Problem to solve -> Everything from the line containing "In this exercise you will tag the man in brown" to the close of the listing below should be retyped exactly, and nothing before it.

═══ Data in this exercise ═══

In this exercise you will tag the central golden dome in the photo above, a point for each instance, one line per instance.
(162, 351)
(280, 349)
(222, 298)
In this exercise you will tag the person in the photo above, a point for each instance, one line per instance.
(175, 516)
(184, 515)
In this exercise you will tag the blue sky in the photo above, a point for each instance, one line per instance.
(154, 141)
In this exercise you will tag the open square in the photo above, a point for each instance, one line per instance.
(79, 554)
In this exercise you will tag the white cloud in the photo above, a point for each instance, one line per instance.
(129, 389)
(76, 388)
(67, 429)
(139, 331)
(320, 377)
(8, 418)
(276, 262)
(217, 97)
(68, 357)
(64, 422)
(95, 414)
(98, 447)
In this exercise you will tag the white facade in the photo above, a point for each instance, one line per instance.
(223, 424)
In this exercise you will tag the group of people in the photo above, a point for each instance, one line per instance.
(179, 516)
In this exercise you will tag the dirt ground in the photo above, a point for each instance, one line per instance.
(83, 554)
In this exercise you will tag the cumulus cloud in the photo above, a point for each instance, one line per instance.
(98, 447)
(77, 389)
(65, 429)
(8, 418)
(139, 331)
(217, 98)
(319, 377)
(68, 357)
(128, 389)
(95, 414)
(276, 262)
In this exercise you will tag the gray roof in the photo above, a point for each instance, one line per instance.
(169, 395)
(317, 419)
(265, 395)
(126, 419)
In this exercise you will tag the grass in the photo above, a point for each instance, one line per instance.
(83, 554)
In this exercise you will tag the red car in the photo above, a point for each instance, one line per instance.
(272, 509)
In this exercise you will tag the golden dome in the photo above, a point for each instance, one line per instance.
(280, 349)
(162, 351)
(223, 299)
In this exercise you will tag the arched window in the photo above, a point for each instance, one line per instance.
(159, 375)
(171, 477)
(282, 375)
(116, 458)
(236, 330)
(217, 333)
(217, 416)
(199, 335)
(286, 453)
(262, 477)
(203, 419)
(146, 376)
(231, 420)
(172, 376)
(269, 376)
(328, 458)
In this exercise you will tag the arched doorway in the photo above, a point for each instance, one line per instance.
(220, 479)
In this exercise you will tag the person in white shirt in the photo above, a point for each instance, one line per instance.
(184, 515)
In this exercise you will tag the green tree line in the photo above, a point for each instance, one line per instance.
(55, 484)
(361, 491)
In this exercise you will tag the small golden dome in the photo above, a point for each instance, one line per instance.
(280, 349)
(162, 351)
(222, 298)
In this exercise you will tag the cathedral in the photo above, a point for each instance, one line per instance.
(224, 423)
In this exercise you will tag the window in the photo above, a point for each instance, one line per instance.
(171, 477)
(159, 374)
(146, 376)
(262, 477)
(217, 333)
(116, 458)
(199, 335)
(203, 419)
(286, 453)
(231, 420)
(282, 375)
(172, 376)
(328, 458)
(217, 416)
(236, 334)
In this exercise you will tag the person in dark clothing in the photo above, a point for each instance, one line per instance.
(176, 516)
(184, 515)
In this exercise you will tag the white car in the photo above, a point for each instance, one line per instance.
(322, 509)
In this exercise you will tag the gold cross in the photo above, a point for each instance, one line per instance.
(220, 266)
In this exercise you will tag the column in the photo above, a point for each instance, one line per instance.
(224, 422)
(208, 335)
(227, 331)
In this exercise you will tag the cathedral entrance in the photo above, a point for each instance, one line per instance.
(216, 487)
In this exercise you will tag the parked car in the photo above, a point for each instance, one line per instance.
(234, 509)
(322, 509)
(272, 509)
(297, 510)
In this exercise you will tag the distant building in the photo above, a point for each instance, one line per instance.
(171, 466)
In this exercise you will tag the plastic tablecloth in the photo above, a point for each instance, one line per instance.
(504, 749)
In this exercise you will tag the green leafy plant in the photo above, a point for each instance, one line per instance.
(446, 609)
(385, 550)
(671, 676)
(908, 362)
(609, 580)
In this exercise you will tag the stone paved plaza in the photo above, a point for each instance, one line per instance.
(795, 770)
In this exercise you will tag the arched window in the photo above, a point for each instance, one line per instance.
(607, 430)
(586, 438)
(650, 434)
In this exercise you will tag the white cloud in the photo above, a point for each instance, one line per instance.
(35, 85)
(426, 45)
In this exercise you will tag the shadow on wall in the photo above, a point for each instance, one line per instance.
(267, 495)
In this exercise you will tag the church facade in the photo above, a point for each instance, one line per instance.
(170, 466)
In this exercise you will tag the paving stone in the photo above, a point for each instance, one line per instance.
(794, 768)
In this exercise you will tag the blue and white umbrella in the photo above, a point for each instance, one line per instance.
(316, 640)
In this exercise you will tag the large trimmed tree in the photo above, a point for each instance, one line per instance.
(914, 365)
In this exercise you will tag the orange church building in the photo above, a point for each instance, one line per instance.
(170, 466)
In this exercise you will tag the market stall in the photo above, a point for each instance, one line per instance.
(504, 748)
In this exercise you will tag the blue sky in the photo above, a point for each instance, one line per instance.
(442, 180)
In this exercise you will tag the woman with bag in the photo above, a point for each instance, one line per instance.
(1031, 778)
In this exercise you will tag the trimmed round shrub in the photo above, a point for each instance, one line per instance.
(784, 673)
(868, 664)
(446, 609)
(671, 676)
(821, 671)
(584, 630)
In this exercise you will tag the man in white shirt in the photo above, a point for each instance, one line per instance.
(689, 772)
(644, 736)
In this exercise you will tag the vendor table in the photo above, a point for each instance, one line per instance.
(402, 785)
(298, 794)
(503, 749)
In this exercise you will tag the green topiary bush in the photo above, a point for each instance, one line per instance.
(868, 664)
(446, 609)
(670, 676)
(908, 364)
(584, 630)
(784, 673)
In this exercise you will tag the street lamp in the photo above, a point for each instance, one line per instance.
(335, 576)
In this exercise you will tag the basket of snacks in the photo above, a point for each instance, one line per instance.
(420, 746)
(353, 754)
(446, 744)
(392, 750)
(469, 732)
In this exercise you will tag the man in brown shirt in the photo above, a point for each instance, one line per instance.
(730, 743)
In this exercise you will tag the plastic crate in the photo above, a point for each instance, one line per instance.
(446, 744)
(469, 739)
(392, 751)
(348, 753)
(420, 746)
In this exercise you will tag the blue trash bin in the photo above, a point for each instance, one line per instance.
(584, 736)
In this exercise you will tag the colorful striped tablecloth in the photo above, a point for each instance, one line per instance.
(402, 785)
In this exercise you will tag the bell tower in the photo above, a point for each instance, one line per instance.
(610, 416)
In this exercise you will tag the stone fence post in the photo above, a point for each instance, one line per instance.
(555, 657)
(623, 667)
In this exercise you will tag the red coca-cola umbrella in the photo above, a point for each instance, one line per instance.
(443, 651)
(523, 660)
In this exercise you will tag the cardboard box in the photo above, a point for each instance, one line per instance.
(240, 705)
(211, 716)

═══

Solution to the exercise ->
In this exercise you will tag the man in brown shirt in the photo above, a point for each instance, one line per instance.
(730, 743)
In this exercise you will tag the plastic crate in the photo above, a point for each instance, one line per instance.
(446, 744)
(469, 739)
(392, 751)
(348, 753)
(420, 746)
In this exercise you will tag the blue trash bin in the photo above, a point for each instance, one line per instance.
(584, 736)
In this exercise you will tag the colorful striped tablecloth in the photo above, a point for each instance, one line per instance.
(402, 785)
In this exercise you will tag the bell tower in the photo above, a point for each instance, one line per instance.
(610, 416)
In this exercise you will tag the stone fence post in the photo above, a point for each instance, one line per instance.
(555, 657)
(623, 667)
In this exercise you will tag the red coca-cola umbrella in the photo above, a point for each instance, one line per instance.
(443, 651)
(523, 660)
In this exercise you will tag the cardboard box in the photo above, a point for each instance, one line per instance.
(240, 705)
(211, 716)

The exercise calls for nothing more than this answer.